Total: ~3.5s (50% faster)

How to use it

Prerequisites:

Your infrastructure must support parallel tool execution:

# Tool server must handle concurrent requests
@app.cls(
    image=base_image,
    concurrency_limit=10,  # Allow 10 concurrent tools per rollout
    allow_concurrent_inputs=True
)
class ParallelToolExecutor:
    @method()
    async def execute_tool(self, rollout_id: str, tool: str, params: dict):
        # Use async for I/O-bound operations
        result = await self._async_execute(tool, params)
        return result

Training Setup:

No special configuration needed - parallelization emerges naturally:

# Standard Agent RFT setup
job = client.fine_tuning.jobs.create(
    training_file="file-abc123",
    model="gpt-4o",
    method="rft",
    rft={
        "tools": tools,
        "grader": grader,
        "hyperparameters": {
            "n_epochs": 3,
            "batch_size": 16,
            "compute_multiplier": 1
        }
    }
)

# No special "parallelization" flag needed!

◆ Stored entries ◆
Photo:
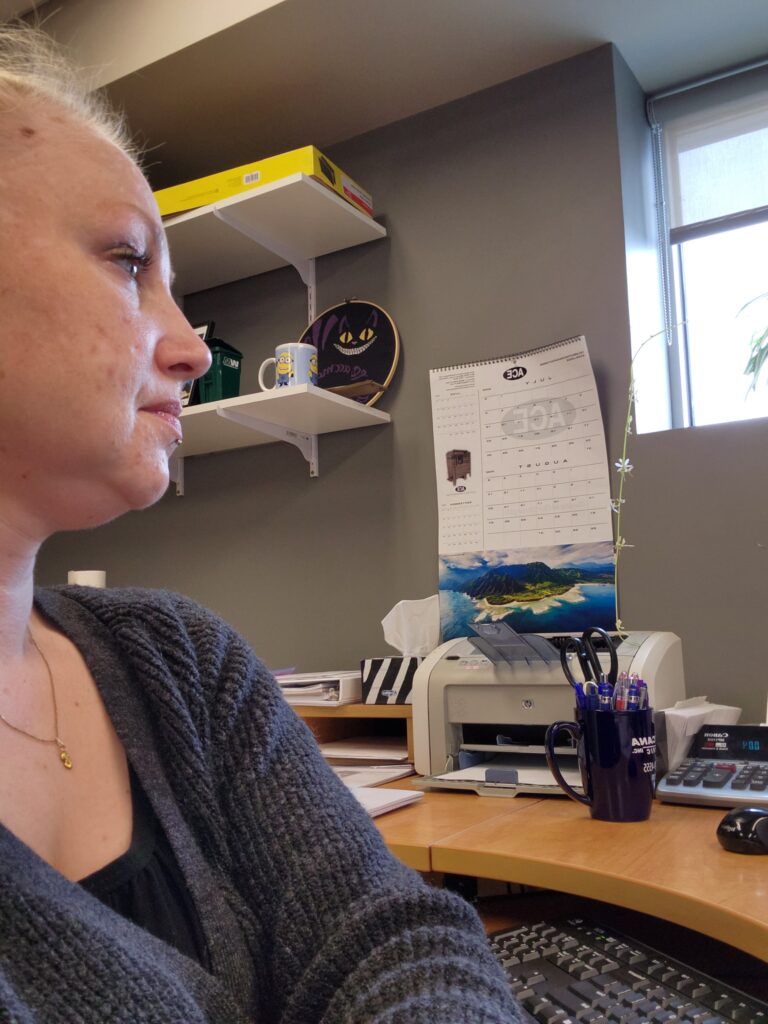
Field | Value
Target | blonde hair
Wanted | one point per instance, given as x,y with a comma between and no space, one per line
33,66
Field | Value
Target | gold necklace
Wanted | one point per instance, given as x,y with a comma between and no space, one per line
64,757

◆ WHAT IS BEING ASKED ◆
List every hyperparameter set in the fine-tuning job in the page extract on parallel tool execution, along with its assigned value.

◆ EXERCISE RESPONSE ◆
n_epochs: 3
batch_size: 16
compute_multiplier: 1